**Document:**

— BEGIN —

Peace and security continue to be the anchor on which every society develops. Researches have proven that any country that has achieve socio-economic development did that on the pillars of sustainable peaceful and secured environment. For this reason, countries striving to improve the wellbeing and prosperity of their citizens continue to institute measures to achieve a peaceful society. Ghana is no exception. In fact, Ghana is ranked forty-fourth (44th) on the Global Peace Index and fourth (4th) in Sub-Saharan Africa, according to the Institute for Economics and Peace (IEP) report for 2019.
No country can achieve sustainable economic development in a lawless and chaotic environment and within its borders. Countries projected to be the fasters growing economies in the world are those with robust security structures and sustainable peace within their borders. The International Monetary Fund (IMF) has projected the economy of Ghana to grow at the rate of 8.8% in 2019, an increase of 3.2% in 2018. This economic progress could not have been achieved without a peaceful and tranquil environment which has led to increase in domestic production, trade and investment in all sectors of the economy.
The increasing complexity of human activities in the 21st century however continue to pose new security challenges in the areas of counter-terrorism, counter-insurgency, multilateral peace-keeping, threat to natural resources, intergroup and interpersonal conflict, human trafficking, kidnapping, money laundry, armed robbery just to mention but few. In the midst of these challenges, the situation is not that bad in Ghana since the country is the largest recipient of foreign direct investment in West Africa (SONA, 2020). This implies that investors are confident that their investment will be secured and protected, they will have access to justice and they will go about their economic activities without fear of losing their lives or investments.
The gains made at the national level could not have been achieved without the contributions from the regional and district levels. These lower tiers of governance play very significant role to the economic and peace and security rating of the country. The focus of this article is to highlight the security challenges at the district levels specifically the Builsa South District in an effort to contribute to the national average and make appropriate recommendations for consideration by authorities.

— END —

**Tasks and exercises:**
1 - Where does the article on peace and security in Ghana say the country ranks in Sub-Saharan Africa on the Global Peace Index?
2 - Reproduce everything in the article on peace and security in Ghana from "The increasing complexity" down to "lives or investments.", substituting "abduction" for "kidnapping".
The rows play no part in what comes next.

**Data section:**
— BEGIN —

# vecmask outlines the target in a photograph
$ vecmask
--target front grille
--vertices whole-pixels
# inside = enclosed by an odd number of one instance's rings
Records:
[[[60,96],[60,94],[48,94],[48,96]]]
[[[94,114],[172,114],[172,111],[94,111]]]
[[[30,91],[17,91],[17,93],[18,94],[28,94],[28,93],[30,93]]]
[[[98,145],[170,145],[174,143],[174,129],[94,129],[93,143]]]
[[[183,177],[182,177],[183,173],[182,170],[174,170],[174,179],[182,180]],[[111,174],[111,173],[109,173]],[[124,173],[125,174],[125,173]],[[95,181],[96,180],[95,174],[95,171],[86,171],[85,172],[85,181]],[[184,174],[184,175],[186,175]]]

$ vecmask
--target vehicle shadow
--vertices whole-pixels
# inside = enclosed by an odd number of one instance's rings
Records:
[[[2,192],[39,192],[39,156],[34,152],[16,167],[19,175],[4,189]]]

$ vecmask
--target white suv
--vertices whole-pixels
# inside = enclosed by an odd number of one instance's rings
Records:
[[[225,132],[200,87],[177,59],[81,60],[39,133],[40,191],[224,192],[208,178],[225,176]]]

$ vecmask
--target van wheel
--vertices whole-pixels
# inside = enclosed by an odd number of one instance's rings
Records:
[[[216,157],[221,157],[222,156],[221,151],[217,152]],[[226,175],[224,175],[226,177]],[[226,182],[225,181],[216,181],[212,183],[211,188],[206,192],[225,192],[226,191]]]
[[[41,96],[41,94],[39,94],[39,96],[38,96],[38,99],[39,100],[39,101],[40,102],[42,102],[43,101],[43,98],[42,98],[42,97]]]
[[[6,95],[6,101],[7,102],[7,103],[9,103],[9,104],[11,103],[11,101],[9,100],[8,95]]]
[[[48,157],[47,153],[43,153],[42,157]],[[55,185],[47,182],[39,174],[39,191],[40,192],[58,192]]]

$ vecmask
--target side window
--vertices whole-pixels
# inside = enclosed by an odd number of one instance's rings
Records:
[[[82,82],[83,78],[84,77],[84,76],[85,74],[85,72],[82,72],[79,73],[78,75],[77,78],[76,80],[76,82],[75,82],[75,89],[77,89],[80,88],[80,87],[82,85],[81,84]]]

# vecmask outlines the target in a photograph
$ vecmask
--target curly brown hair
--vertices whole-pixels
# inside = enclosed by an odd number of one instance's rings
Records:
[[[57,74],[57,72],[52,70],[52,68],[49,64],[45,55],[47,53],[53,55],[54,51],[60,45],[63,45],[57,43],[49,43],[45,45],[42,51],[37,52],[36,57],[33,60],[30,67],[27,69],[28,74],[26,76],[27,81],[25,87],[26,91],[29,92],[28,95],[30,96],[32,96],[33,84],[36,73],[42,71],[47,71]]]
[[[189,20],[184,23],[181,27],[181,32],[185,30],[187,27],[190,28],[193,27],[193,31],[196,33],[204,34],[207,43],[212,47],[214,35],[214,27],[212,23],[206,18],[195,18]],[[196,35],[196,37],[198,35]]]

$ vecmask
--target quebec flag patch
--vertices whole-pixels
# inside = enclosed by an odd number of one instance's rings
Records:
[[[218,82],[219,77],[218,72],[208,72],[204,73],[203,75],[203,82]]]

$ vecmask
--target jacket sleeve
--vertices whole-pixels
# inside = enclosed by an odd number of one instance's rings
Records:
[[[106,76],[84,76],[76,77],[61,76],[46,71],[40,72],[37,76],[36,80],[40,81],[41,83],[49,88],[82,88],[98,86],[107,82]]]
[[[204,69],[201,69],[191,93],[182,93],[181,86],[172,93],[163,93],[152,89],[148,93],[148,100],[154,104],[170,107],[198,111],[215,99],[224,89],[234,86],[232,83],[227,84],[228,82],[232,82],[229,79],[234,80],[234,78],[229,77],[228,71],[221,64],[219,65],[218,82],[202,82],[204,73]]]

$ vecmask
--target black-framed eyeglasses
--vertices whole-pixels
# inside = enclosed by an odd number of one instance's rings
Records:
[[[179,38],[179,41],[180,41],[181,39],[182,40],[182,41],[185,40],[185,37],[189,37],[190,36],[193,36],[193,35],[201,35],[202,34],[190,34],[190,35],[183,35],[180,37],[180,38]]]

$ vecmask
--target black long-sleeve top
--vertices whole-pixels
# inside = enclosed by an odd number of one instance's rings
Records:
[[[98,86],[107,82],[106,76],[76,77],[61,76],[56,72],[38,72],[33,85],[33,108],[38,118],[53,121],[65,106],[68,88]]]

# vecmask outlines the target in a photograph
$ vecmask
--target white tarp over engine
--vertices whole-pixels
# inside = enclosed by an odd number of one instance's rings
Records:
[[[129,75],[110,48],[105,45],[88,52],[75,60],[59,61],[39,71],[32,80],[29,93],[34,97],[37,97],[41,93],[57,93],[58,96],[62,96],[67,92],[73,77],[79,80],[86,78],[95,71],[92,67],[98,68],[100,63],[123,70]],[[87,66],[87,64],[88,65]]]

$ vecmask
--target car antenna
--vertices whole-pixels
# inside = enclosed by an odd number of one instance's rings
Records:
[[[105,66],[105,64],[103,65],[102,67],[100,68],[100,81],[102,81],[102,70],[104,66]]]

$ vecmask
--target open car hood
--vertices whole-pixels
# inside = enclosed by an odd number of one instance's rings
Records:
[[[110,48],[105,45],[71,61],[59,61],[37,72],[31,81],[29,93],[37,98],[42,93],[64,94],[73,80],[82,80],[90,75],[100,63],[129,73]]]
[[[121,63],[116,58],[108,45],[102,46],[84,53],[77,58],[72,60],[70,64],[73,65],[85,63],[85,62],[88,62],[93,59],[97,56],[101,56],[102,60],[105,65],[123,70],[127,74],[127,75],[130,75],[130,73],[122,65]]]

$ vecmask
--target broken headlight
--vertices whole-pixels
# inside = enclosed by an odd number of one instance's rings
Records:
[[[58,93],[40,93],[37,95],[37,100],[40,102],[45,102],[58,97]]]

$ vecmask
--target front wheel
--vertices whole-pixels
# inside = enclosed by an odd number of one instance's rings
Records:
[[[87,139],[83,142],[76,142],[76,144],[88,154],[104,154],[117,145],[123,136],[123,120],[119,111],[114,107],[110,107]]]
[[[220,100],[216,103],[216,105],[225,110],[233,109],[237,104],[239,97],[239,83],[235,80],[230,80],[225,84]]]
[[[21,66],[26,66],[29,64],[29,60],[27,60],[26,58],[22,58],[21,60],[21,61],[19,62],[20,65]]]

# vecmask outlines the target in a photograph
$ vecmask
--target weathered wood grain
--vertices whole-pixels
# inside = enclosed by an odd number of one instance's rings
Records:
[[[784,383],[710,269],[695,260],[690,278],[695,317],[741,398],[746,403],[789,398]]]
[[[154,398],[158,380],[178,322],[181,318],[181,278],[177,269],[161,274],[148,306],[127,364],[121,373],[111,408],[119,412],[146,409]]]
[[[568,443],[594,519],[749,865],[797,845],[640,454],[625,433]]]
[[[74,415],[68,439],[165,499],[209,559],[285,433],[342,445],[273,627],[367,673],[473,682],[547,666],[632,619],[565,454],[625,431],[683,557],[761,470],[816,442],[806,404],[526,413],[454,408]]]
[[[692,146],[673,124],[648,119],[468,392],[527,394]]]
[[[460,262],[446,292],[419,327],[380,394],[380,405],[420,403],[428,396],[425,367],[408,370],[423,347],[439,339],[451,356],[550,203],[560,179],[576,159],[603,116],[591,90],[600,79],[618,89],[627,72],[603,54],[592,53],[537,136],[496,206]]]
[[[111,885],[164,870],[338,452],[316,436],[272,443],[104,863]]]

— END —

**Solution set:**
1 - Fourth (4th).

2 -
The increasing complexity of human activities in the 21st century however continue to pose new security challenges in the areas of counter-terrorism, counter-insurgency, multilateral peace-keeping, threat to natural resources, intergroup and interpersonal conflict, human trafficking, abduction, money laundry, armed robbery just to mention but few. In the midst of these challenges, the situation is not that bad in Ghana since the country is the largest recipient of foreign direct investment in West Africa (SONA, 2020). This implies that investors are confident that their investment will be secured and protected, they will have access to justice and they will go about their economic activities without fear of losing their lives or investments.